**Given exercise**
Please transcribe the listing below in full and word for word, without its pictures.

▽

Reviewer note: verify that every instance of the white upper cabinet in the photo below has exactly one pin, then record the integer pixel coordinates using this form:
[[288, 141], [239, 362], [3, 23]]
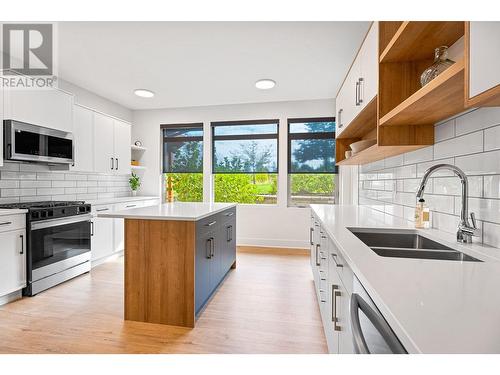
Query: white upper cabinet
[[112, 151], [104, 157], [484, 55], [122, 134], [369, 66], [361, 83], [12, 261], [1, 127], [50, 108], [83, 139]]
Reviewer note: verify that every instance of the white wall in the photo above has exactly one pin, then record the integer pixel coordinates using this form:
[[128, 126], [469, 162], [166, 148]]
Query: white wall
[[259, 225], [96, 102]]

△

**Result**
Reviewer note: verify that every instance of the white upper cabinet in the photo below has exactly one pin, then record the integer pixel coordinates using this form:
[[288, 141], [239, 362], [3, 23]]
Query: white upper cabinet
[[112, 151], [104, 157], [484, 55], [122, 134], [369, 66], [361, 83], [12, 261], [1, 127], [50, 108], [83, 139]]
Reviewer note: verify that every instance of the white wall in the photo above has exactly one pin, then record the integer pixel coordinates using this form:
[[128, 126], [469, 162], [166, 148]]
Query: white wall
[[259, 225], [96, 102]]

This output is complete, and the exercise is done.